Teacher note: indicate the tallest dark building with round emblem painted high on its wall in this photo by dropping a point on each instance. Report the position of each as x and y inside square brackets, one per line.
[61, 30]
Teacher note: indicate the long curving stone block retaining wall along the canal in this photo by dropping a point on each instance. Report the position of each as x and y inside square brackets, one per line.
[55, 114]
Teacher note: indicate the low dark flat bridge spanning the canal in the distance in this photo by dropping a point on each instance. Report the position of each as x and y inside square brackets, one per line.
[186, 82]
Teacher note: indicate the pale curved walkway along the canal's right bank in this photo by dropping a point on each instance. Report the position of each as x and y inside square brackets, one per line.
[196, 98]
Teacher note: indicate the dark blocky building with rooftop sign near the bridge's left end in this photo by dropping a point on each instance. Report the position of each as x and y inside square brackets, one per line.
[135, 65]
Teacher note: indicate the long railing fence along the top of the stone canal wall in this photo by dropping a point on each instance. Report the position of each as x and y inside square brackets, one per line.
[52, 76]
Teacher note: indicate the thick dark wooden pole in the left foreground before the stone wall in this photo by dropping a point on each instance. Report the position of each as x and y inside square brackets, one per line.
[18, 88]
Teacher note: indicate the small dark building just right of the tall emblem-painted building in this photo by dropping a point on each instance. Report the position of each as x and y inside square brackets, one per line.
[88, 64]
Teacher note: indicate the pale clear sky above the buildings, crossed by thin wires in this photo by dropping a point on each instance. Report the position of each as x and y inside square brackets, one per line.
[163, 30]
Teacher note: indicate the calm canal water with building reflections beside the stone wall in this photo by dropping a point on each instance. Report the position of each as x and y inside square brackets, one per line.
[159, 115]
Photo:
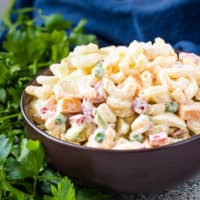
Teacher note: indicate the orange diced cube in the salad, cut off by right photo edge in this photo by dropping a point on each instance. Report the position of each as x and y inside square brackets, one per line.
[190, 111]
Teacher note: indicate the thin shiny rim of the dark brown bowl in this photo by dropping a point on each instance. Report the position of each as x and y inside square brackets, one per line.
[85, 148]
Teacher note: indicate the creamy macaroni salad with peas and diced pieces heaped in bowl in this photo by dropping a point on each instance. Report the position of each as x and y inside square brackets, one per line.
[120, 97]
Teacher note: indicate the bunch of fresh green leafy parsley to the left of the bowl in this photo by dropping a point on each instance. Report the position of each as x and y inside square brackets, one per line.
[27, 48]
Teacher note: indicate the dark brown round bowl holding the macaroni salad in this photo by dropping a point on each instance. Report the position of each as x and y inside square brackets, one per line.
[118, 170]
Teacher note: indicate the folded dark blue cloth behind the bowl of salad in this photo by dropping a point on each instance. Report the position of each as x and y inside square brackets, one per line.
[121, 21]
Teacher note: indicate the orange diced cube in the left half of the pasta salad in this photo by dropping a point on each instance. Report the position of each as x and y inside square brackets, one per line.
[69, 105]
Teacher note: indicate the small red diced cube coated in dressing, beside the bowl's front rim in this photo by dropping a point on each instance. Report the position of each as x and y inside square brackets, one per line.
[158, 139]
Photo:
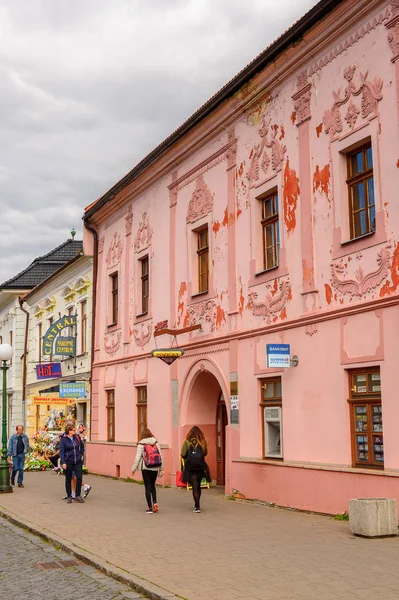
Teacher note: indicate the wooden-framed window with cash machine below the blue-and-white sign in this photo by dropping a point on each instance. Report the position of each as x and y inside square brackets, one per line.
[271, 405]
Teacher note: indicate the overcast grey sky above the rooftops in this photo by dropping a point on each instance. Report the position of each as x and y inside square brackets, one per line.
[89, 87]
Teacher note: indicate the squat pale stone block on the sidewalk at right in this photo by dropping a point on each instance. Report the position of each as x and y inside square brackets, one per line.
[373, 517]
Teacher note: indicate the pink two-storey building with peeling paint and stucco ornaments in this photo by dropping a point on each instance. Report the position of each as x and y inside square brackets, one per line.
[268, 218]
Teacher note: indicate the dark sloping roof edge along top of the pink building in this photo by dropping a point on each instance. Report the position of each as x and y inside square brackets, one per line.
[296, 31]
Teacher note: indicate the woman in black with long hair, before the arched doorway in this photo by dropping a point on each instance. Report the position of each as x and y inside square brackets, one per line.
[193, 452]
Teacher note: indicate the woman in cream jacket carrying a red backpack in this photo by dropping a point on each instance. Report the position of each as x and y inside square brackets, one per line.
[149, 459]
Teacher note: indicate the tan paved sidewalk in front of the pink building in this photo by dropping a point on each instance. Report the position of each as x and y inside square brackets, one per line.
[231, 551]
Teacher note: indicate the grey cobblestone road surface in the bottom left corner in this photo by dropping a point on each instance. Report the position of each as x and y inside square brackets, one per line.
[29, 565]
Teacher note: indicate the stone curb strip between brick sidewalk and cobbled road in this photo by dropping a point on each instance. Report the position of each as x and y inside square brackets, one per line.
[138, 584]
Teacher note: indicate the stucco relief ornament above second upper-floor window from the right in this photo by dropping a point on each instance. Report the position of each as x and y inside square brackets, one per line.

───

TO DO
Transcribe the complete set of entries verbatim. No pictures belong in the copy.

EXERCISE RESPONSE
Teacher note: indicate the tallest dark building with round emblem painted high on its wall in this photo by dropping a point on each instance. Report the position of each as x and y inside square brackets, one per line.
[61, 30]
Teacher note: indicate the long curving stone block retaining wall along the canal in this photo by dropping a point on each instance. Report the position of each as x and y inside square brackets, one per line.
[55, 114]
Teacher note: indicate the low dark flat bridge spanning the canal in the distance in this photo by dropping a point on each instance. Report the position of each as x and y inside square brackets, one per line.
[186, 82]
Teacher note: indicate the pale curved walkway along the canal's right bank in this photo by dropping a point on each instance. Report the position of each as x and y inside square brackets, one per line.
[196, 98]
Teacher note: indicate the dark blocky building with rooftop sign near the bridge's left end in this photo by dropping a point on each instance. Report the position of each as x and y inside square brackets, one per line.
[135, 65]
Teacher note: indicate the long railing fence along the top of the stone canal wall in this photo by dropping a point on each instance. Report the position of each as x and y inside square brackets, one per line.
[52, 76]
Teacher note: indicate the thick dark wooden pole in the left foreground before the stone wall in this photo by dropping a point on each instance. Report the position of each as x and y inside square brackets, one per line.
[18, 88]
Teacher note: indicate the small dark building just right of the tall emblem-painted building in this photo by dropping a point on each instance. Report the position of each as x and y inside square brackets, one per line.
[88, 64]
Teacher note: indicate the pale clear sky above the buildings, crossed by thin wires in this photo by dropping a point on each instance. Report the position of each as x and y inside square brackets, one per line.
[163, 30]
Teacher note: indicate the calm canal water with building reflections beside the stone wall in this photo by dropping a point on each instance. Report the position of each as x and y inside square brackets, one per line.
[159, 115]
Photo:
Teacher note: indicate the orange diced cube in the salad, cut off by right photo edge in this photo by dropping a point on each instance. Report the position of each as x and y inside square brackets, one per line.
[190, 111]
Teacher note: indicate the thin shiny rim of the dark brown bowl in this photo by dropping a point on each instance. Report the position of each as x and y inside square brackets, one per line.
[85, 148]
Teacher note: indicate the creamy macaroni salad with peas and diced pieces heaped in bowl in this photo by dropping a point on each instance. Report the position of each as x and y inside square brackets, one per line.
[120, 97]
Teacher note: indicate the bunch of fresh green leafy parsley to the left of the bowl in this photo by dropping a point on each instance. Report the position of each as x and y inside square brackets, one per line.
[27, 48]
Teacher note: indicate the dark brown round bowl holding the macaroni salad in this photo by dropping a point on each instance. Report the position of each as x and y inside square brackets, one per line.
[118, 170]
Teacher note: indicate the folded dark blue cloth behind the bowl of salad in this photo by dropping a point on each instance. Report the position of each as x and y inside square brackets, one per line.
[121, 21]
Teacher note: indicate the orange diced cube in the left half of the pasta salad in this photo by dropping a point on each instance. Report the position of each as x and y inside square brackets, one per line.
[69, 105]
Teacher note: indicate the small red diced cube coated in dressing, beside the bowl's front rim in this photo by dropping a point on each instance. Report the position of each as x and y inside square brackets, one per line.
[158, 139]
Photo:
Teacher note: indicate the wooden-framed window with cash machine below the blue-and-white sign in this photo by dropping a point on each instance. Report the position of each as x and y inside square brackets, one per line.
[271, 405]
Teacher note: indicate the overcast grey sky above the rooftops in this photo by dropping a point on each instance. Report the position of each as x and y inside square brackets, one per line.
[89, 87]
Teacher note: indicate the squat pale stone block on the sidewalk at right in this photo by dropping a point on each instance. Report the position of each as x and y inside square brackets, one per line.
[373, 517]
Teacher note: indicate the pink two-storey building with peeling paint and stucco ornaments in this photo by dropping a point on each instance. Report the position of each as x and y inside square brackets, one per line.
[268, 218]
Teacher note: indicate the dark sloping roof edge along top of the pink building in this photo by dropping a point on each instance. Report the position of each as x and y inside square brackets, one per line.
[296, 31]
Teacher note: indicate the woman in black with long hair, before the arched doorway in this photo by dropping a point on each instance. Report the position of each as x and y inside square brackets, one per line.
[193, 452]
Teacher note: indicate the woman in cream jacket carrying a red backpack in this photo by dropping a point on each instance. Report the position of each as x and y inside square brackets, one per line.
[149, 459]
Teacher note: indicate the tan paved sidewalk in front of the pink building in this photo by dropping a point on each instance. Report the position of each as x and y inside square brackets, one per line.
[231, 551]
Teacher note: indicate the grey cobblestone road surface in the bottom left corner in this photo by dropping a point on each instance. Report the position of each as x and y inside square brackets, one per line.
[29, 565]
Teacher note: indicate the stone curb strip between brick sidewalk and cobbled road in this photo by dropping a point on each instance. Report the position of each as x and y inside square brackets, one per line.
[138, 584]
Teacher note: indicate the stucco relief ornament above second upper-floor window from the right in this photo by dropping a point on each instance. Report the position of each as x and y inside square brackets, one per line.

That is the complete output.